## Page excerpt

Most recent discoveries point to Arther being active around Scotish borders, northen england and wales with camolote being located in southern scotland.... I have a refrence somewhere and will look it up.

Clooty wells. These are trees that people go to and tie up a small rag of cloth to a branch. They tie up a problem in the rag and it is left their untill it rots off, for someone else to untie it means they will recive that persons problem. They are assiciated with springs and wells [ushiully with healing powers]
Although some are linked to saints, most were likely the home of water spirits. Their are 2/3 near Inverness that people still visit to tie rags to on May the first.
This coustom is completly unknown in the central belt and lowlands of scotland.
I did see something almost identical on a documentary about chinies rituals.. does this ring any bells with one??

Charles Vess
Unregistered User
(1/20/03 2:38:33 pm)
Clooty Wells...
Those springs or wells are documented all over Ireland and still "used" today with the same custom of tying rags onto the tree/bush limbs of nearby vegetation. Looks wonderfully barbaric in the photos.

There's even a very nice, contemporary song written/performed by Tim O'Brien off his CD, TWO JOUNEYS called 'The Holy Well'.

Since your sources find these wells only in the Highlands and I've seen photographic documentation from Ireland perhaps it is custom that carries over to those other countries generally concidered to have a Celtic past: Wales, Cornwall, Brittany, Galithia?

## Records supplied
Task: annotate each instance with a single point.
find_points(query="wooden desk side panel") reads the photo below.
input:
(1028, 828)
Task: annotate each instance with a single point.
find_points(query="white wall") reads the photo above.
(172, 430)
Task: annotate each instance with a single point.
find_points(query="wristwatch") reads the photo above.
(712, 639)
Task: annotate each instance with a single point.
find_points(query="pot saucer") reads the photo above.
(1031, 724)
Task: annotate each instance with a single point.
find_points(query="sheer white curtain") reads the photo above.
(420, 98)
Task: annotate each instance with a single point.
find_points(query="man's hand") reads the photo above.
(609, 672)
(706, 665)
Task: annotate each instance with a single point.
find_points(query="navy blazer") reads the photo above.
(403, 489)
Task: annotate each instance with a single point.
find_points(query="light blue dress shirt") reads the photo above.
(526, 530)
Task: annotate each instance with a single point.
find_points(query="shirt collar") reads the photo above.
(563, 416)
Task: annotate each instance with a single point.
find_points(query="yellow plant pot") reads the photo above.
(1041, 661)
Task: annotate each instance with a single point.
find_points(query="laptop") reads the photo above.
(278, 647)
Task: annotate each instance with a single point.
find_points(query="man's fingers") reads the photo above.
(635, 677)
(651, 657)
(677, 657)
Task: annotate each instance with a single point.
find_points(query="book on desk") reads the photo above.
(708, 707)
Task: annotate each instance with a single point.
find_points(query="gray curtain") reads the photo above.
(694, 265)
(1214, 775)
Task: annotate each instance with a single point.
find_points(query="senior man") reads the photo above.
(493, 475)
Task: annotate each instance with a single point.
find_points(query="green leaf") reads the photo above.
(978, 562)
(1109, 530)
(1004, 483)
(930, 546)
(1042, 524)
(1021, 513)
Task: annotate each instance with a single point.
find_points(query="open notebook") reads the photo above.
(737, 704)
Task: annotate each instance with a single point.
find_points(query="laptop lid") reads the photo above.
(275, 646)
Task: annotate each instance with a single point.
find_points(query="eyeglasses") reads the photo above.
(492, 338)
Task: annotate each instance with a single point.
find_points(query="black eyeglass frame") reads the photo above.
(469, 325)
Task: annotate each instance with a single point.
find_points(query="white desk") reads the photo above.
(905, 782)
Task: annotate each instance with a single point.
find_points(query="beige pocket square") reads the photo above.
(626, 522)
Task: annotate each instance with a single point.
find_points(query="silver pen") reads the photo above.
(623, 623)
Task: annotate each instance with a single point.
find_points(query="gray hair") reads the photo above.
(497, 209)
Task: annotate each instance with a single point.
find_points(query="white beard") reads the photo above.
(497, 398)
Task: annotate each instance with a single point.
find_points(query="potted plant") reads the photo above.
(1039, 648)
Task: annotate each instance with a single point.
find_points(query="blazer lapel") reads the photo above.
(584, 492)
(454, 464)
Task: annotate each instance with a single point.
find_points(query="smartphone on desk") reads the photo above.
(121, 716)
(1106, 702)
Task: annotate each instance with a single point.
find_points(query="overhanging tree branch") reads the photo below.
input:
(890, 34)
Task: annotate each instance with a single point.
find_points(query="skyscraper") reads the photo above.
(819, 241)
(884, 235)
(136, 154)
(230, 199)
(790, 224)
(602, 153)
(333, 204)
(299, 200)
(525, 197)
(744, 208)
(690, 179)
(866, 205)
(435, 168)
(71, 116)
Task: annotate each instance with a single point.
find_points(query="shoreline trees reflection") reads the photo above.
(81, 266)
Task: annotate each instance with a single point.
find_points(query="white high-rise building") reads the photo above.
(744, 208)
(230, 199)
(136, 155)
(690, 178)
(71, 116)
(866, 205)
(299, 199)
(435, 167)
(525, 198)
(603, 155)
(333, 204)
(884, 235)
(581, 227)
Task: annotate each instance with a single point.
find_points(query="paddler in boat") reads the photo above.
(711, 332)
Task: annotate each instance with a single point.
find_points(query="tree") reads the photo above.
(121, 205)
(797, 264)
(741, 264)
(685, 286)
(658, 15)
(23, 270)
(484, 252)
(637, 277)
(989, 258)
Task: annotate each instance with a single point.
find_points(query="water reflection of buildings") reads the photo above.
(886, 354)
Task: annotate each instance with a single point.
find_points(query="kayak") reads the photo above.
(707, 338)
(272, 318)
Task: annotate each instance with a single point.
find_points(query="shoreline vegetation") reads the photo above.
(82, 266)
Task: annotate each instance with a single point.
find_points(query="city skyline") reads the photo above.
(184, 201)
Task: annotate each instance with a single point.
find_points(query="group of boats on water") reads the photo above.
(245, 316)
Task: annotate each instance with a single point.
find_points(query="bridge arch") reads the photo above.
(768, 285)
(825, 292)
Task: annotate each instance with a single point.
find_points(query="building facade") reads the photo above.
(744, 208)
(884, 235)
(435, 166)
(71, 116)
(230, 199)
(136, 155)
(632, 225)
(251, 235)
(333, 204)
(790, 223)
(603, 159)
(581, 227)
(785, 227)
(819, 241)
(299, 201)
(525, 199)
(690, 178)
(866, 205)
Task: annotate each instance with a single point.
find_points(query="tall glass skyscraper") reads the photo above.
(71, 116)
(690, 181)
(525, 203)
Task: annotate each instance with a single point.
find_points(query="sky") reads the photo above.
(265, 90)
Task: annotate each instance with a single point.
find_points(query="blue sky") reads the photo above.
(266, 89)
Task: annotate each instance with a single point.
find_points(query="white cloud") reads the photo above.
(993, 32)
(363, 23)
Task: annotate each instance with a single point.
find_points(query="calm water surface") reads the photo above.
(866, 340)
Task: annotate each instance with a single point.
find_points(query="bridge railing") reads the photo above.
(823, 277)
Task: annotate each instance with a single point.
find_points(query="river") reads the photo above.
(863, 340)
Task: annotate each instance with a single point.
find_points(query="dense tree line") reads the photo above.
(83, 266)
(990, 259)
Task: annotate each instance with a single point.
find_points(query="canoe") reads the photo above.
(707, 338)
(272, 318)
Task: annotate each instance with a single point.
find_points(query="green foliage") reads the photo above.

## Objective
Carry on the forum discussion about clooty wells from the point where it ends.

## Exercise answer
Best,
Charles

Meurglys
Registered User
(1/20/03 4:14:05 pm)
Re: Clooty Wells...
A bit OT, but the closest I've come to one in Edinburgh was at an art exhibition by Yoko Ono about 3 or 4 years ago. There was a tree in one corner of the gallery with instructions to write a wish on one of the ribbons provided and tie it to the tree.
I think she intended creating a list or a book of some sort with all the results afterwards. I gathered at the time that it was related to a Japanese custom.

Jane Yolen
Unregistered User
(1/21/03 12:14:05 am)
in Fife
We have something similar here in Fife (southeastern Scotland) in a little town called Dunino (Hill of the Seven Sisters. . .or maybe it's nine.) There is a strange grotto with an incised celtic cross on a rock face (scholarly thinking is that it's nineteenth century rather than earlier) and a rock basin with odd stains in it. People tie feathers and cloths and other things onto the trees in front of the cross.

Interestingly, the grotto is to be found by going from the local kirk and following a path that leads from the kirkyard.

Jane

DonnaQ
Registered User
(1/21/03 12:15:57 am)
Re:Wells...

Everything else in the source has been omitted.